- Exercise
Can you update the material below by changing every "pointer" to "annotator" and keeping everything else the same? Leave the pictures out of your version.

(Location identification entries)

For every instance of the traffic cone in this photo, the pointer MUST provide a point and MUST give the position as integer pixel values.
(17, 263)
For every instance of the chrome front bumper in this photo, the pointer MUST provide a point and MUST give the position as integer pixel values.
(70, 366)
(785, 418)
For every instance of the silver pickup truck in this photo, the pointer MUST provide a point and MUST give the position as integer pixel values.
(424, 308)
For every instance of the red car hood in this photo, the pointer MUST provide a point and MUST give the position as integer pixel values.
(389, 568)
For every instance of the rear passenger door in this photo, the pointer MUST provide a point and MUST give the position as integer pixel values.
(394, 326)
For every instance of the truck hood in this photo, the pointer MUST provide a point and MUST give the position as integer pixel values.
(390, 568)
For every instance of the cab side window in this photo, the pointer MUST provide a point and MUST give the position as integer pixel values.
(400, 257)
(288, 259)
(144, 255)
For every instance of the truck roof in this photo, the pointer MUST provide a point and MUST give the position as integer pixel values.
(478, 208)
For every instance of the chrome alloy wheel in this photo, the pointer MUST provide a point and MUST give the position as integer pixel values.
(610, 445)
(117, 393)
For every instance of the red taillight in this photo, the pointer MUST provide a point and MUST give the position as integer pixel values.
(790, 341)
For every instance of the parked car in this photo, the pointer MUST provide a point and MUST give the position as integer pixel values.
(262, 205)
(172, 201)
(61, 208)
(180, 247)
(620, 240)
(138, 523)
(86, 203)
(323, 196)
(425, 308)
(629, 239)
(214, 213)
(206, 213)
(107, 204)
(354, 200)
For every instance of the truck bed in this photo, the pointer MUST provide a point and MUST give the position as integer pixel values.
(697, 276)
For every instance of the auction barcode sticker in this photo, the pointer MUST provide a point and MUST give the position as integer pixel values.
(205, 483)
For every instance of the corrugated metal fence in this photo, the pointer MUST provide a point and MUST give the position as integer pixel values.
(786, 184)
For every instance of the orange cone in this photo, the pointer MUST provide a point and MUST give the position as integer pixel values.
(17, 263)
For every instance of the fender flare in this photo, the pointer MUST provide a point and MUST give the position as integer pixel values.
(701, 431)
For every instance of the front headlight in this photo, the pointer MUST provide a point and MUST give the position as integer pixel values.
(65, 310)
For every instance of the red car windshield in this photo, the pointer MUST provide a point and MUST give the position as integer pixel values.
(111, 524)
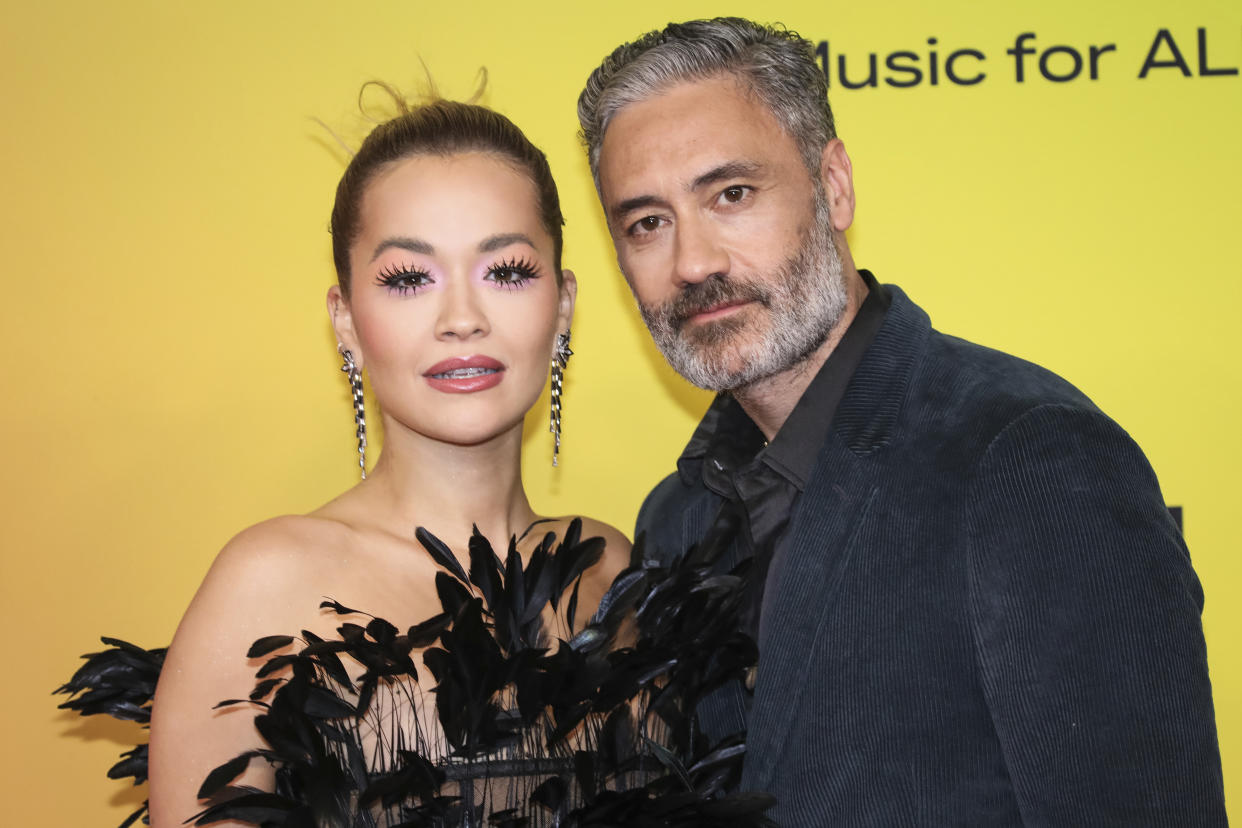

- Written response
For every instance of the traffic cone in this photo, the annotator MUST provide a point and MUST give the position as integer pixel values.
(17, 263)
For every instance of the chrome front bumper in this photo, the annotator MUST provide a point and MUST give the position as integer pixel values.
(70, 366)
(785, 418)
For every instance of the silver pickup truck in this photo, the annotator MUST provide a point and MUST give the position as integer pixel values.
(424, 308)
For every instance of the red car hood in this photo, the annotator MUST provide a point and MUST give the position as integer pixel values.
(389, 568)
For every instance of the rear passenger door in this photo, the annotator MUST provide a point and MUST give the position as integer pixel values.
(394, 326)
For every instance of the truck hood in this photo, the annotator MUST provide a point and MUST give the position as integer pixel values.
(390, 568)
For every instance of the cab side window in this photo, the annotator MUST provide a point and MUST give the position as integer pixel values.
(400, 257)
(288, 259)
(144, 255)
For every instance of the truck roof in this photo, the annotator MUST provide a point and MUST give the position as integer pixel values.
(478, 208)
For every instance of the chrome alloy wheel in this photo, the annotator MUST provide a point and MUST give the position as integer pixel values.
(610, 445)
(117, 393)
For every instance of the red taillight in this photo, the annotator MUST provide a point and MUST give the position as integer pixel values.
(790, 341)
For every instance of the parked car in this photo, the annotator MUST provide a point and MUST give the position as integer pixel values.
(262, 205)
(172, 201)
(61, 208)
(180, 247)
(620, 240)
(138, 523)
(86, 203)
(323, 196)
(425, 308)
(629, 239)
(214, 213)
(206, 213)
(107, 204)
(354, 200)
For every instance of the truck bed in this photo, the annotator MUST provide a point and MUST give the position as integer pixel values.
(697, 276)
For every instance of the auction barcode sticker in this photo, the annotator MUST provide a point and MUST give the position as integer pixel values.
(205, 483)
For every instance of the corrugated metal fence in this photo, the annotator MUST provide a point and MUST give the position as integer pixel values.
(786, 184)
For every instance of the orange cone in this photo, the annotator MUST provide a point and MUST give the position as integer pixel values.
(17, 263)
For every instance of the fender flare in this photo, the annotator MUST provide a point and MUST give the position as integer pixel values.
(701, 431)
For every instance of the front headlight in this photo, the annotator MUST provide a point and MUST give the position as integer pixel values.
(65, 310)
For every instance of the red car windshield in this photo, the annotator MUST provide a point and MUST give the position as integer pixel values.
(111, 524)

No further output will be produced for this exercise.